**What is expected**. Tally the lines of the items below that contain the word "green" and give only that number.

[Raw records]
——
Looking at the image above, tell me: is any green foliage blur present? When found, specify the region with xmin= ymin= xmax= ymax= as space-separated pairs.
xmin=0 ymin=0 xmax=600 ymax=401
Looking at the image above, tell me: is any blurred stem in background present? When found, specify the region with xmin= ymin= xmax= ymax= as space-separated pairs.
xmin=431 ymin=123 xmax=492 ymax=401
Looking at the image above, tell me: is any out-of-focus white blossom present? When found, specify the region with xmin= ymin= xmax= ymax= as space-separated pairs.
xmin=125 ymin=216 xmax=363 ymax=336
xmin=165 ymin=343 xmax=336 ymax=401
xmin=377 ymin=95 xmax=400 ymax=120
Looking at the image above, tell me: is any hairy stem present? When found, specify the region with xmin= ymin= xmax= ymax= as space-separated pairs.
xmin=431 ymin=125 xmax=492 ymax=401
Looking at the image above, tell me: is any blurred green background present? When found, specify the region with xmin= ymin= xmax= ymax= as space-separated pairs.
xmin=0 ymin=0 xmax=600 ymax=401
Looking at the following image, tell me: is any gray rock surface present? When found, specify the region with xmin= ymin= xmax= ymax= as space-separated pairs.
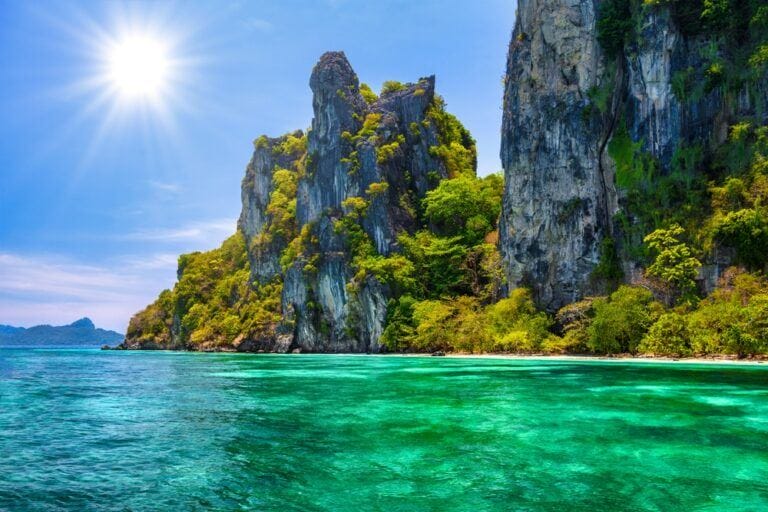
xmin=500 ymin=0 xmax=768 ymax=311
xmin=252 ymin=52 xmax=460 ymax=352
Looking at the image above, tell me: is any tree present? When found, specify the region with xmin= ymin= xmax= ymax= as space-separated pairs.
xmin=643 ymin=224 xmax=701 ymax=301
xmin=713 ymin=208 xmax=768 ymax=270
xmin=587 ymin=286 xmax=662 ymax=354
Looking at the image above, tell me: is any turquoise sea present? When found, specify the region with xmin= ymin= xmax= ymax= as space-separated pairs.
xmin=0 ymin=349 xmax=768 ymax=512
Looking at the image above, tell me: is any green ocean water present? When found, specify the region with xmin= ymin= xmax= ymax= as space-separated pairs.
xmin=0 ymin=349 xmax=768 ymax=512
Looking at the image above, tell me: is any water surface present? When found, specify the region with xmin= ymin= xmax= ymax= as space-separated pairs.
xmin=0 ymin=349 xmax=768 ymax=512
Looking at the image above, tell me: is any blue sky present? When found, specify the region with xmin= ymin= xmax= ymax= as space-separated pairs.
xmin=0 ymin=0 xmax=515 ymax=331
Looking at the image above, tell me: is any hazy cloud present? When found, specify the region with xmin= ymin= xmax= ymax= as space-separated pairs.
xmin=120 ymin=219 xmax=232 ymax=244
xmin=147 ymin=180 xmax=181 ymax=195
xmin=243 ymin=18 xmax=272 ymax=32
xmin=0 ymin=252 xmax=182 ymax=332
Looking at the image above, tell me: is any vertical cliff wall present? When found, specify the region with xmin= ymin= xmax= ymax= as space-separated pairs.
xmin=240 ymin=52 xmax=468 ymax=352
xmin=500 ymin=0 xmax=613 ymax=309
xmin=500 ymin=0 xmax=766 ymax=310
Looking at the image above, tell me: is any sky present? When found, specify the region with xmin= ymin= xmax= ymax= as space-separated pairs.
xmin=0 ymin=0 xmax=515 ymax=332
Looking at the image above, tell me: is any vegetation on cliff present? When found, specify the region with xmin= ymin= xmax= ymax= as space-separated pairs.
xmin=126 ymin=5 xmax=768 ymax=356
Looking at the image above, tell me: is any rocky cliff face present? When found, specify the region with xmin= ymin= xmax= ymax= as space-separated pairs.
xmin=500 ymin=0 xmax=766 ymax=310
xmin=240 ymin=52 xmax=462 ymax=352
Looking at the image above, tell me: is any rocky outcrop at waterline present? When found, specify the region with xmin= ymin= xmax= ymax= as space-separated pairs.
xmin=123 ymin=52 xmax=475 ymax=352
xmin=500 ymin=0 xmax=768 ymax=311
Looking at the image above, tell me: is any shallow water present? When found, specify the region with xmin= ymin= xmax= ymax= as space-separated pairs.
xmin=0 ymin=349 xmax=768 ymax=512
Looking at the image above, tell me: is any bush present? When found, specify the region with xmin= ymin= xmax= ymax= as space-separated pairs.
xmin=587 ymin=286 xmax=663 ymax=354
xmin=597 ymin=0 xmax=634 ymax=59
xmin=713 ymin=208 xmax=768 ymax=269
xmin=638 ymin=312 xmax=691 ymax=356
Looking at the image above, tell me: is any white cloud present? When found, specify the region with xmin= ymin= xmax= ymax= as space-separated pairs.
xmin=147 ymin=180 xmax=182 ymax=195
xmin=0 ymin=252 xmax=182 ymax=332
xmin=120 ymin=219 xmax=237 ymax=244
xmin=243 ymin=18 xmax=273 ymax=32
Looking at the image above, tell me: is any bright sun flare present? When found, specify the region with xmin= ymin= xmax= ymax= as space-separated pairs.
xmin=108 ymin=35 xmax=170 ymax=98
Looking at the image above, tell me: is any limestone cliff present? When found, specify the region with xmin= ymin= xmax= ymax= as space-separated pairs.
xmin=500 ymin=0 xmax=768 ymax=310
xmin=123 ymin=52 xmax=476 ymax=352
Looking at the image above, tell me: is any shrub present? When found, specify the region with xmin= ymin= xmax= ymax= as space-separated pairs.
xmin=643 ymin=224 xmax=701 ymax=300
xmin=713 ymin=208 xmax=768 ymax=269
xmin=587 ymin=286 xmax=662 ymax=354
xmin=638 ymin=312 xmax=691 ymax=356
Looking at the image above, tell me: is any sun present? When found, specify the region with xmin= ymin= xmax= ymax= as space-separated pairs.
xmin=106 ymin=34 xmax=171 ymax=99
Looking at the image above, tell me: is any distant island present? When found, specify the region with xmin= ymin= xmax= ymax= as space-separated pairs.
xmin=0 ymin=318 xmax=124 ymax=347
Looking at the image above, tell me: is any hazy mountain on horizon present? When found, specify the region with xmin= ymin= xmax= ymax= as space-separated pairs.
xmin=0 ymin=317 xmax=124 ymax=347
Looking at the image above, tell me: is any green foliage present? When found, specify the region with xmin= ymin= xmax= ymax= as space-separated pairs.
xmin=608 ymin=120 xmax=654 ymax=190
xmin=360 ymin=83 xmax=379 ymax=105
xmin=689 ymin=269 xmax=768 ymax=357
xmin=592 ymin=236 xmax=624 ymax=283
xmin=128 ymin=233 xmax=282 ymax=349
xmin=587 ymin=286 xmax=662 ymax=354
xmin=381 ymin=80 xmax=405 ymax=96
xmin=638 ymin=311 xmax=692 ymax=357
xmin=713 ymin=208 xmax=768 ymax=269
xmin=643 ymin=224 xmax=701 ymax=301
xmin=423 ymin=175 xmax=504 ymax=245
xmin=486 ymin=288 xmax=552 ymax=352
xmin=272 ymin=132 xmax=307 ymax=156
xmin=365 ymin=181 xmax=389 ymax=197
xmin=376 ymin=135 xmax=405 ymax=165
xmin=390 ymin=289 xmax=552 ymax=353
xmin=398 ymin=231 xmax=468 ymax=297
xmin=263 ymin=168 xmax=298 ymax=241
xmin=597 ymin=0 xmax=634 ymax=59
xmin=427 ymin=95 xmax=477 ymax=178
——
**Answer in full**. 4